*** Opening Input data ***

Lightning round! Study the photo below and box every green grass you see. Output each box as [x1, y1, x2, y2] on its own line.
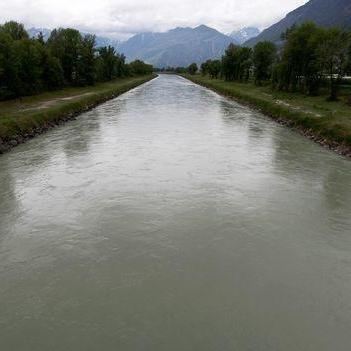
[0, 75, 155, 148]
[183, 74, 351, 153]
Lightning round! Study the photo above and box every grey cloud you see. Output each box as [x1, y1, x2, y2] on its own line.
[0, 0, 308, 39]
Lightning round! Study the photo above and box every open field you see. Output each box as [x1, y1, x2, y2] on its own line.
[183, 74, 351, 157]
[0, 75, 156, 152]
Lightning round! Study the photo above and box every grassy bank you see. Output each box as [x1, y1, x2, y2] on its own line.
[0, 75, 156, 153]
[183, 74, 351, 157]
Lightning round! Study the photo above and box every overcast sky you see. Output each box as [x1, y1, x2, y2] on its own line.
[0, 0, 308, 40]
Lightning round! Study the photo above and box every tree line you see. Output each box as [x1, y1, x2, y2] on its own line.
[187, 22, 351, 101]
[0, 21, 153, 101]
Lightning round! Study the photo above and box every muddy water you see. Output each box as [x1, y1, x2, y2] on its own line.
[0, 75, 351, 350]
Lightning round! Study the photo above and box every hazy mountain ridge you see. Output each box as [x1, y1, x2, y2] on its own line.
[27, 27, 51, 40]
[229, 27, 260, 44]
[245, 0, 351, 47]
[27, 27, 120, 50]
[27, 25, 237, 67]
[119, 25, 236, 68]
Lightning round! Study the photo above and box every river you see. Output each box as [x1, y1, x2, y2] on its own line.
[1, 74, 351, 350]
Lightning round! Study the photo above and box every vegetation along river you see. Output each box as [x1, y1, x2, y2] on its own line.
[0, 74, 351, 350]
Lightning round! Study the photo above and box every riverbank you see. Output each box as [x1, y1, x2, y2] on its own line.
[0, 75, 156, 153]
[182, 74, 351, 157]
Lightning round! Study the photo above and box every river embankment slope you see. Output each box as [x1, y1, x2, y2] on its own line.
[0, 75, 156, 153]
[182, 74, 351, 158]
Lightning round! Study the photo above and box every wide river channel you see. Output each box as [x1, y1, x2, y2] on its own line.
[1, 75, 351, 350]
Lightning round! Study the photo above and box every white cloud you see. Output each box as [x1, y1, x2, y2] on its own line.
[0, 0, 308, 39]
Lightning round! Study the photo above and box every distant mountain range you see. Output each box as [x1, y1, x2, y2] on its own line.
[27, 25, 249, 68]
[26, 25, 258, 67]
[27, 27, 51, 41]
[245, 0, 351, 47]
[118, 25, 235, 68]
[27, 27, 120, 50]
[23, 0, 351, 67]
[229, 27, 260, 45]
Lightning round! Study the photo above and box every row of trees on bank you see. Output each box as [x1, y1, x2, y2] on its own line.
[190, 22, 351, 101]
[0, 21, 153, 101]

*** Closing Input data ***

What you will do: Start at the line containing "Lightning round! Study the photo above and box every overcast" and copy each line through the last one in the records, exactly and with nothing added.

Your solution:
Lightning round! Study the photo above and box every overcast sky you see. Output each box as [x1, y1, x2, y2] on its own line.
[0, 0, 308, 40]
Lightning round! Study the photo above and box every tree line you see. Output each box as [x1, y1, x2, y2] on its own line.
[187, 22, 351, 101]
[0, 21, 153, 101]
Lightning round! Study the photo above and box every muddy water you see. Output each box as [x1, y1, x2, y2] on its own line.
[0, 75, 351, 350]
Lightning round! Study the photo above and box every hazy mountain ridge you see. Output each box as [x1, y1, x2, y2] on its own line.
[27, 27, 51, 40]
[229, 27, 260, 44]
[245, 0, 351, 47]
[27, 27, 120, 50]
[27, 25, 237, 67]
[119, 25, 236, 68]
Lightning round! Study the photo above and box every river you see. Output each box as [x1, y1, x2, y2] on its own line.
[1, 74, 351, 350]
Lightning round! Study the photo above and box every vegetation along river you see. Output each box as [x1, y1, x2, y2] on its own line.
[0, 74, 351, 350]
Lightning round! Study the photo above and box every riverbank you see. Output each box as [x1, y1, x2, y2] on its own line.
[0, 75, 156, 153]
[182, 74, 351, 157]
Lightning round! Study the photo above and box every river embankment slope you see. Output each box as [x1, y1, x2, y2] on its own line.
[0, 75, 156, 153]
[182, 74, 351, 158]
Lightning round! Study the photo above and box every wide river channel you see. Output each box as [x1, y1, x2, y2] on its own line.
[1, 75, 351, 350]
Lightning round! Study the photo above and box every white cloud you see. Output each box as [x1, y1, x2, y2] on its own line.
[0, 0, 308, 39]
Lightning round! Study the photo above and box every distant mountain range you see. Output each box as [x1, y1, x2, y2] on its own line.
[27, 25, 249, 68]
[26, 25, 258, 67]
[27, 27, 51, 41]
[245, 0, 351, 47]
[118, 25, 235, 68]
[27, 27, 120, 50]
[23, 0, 351, 67]
[229, 27, 260, 45]
Lightning round! Study the photo above and box every row of trees on bank you see. Output each box as [x1, y1, x2, y2] on its own line.
[190, 22, 351, 101]
[0, 21, 153, 101]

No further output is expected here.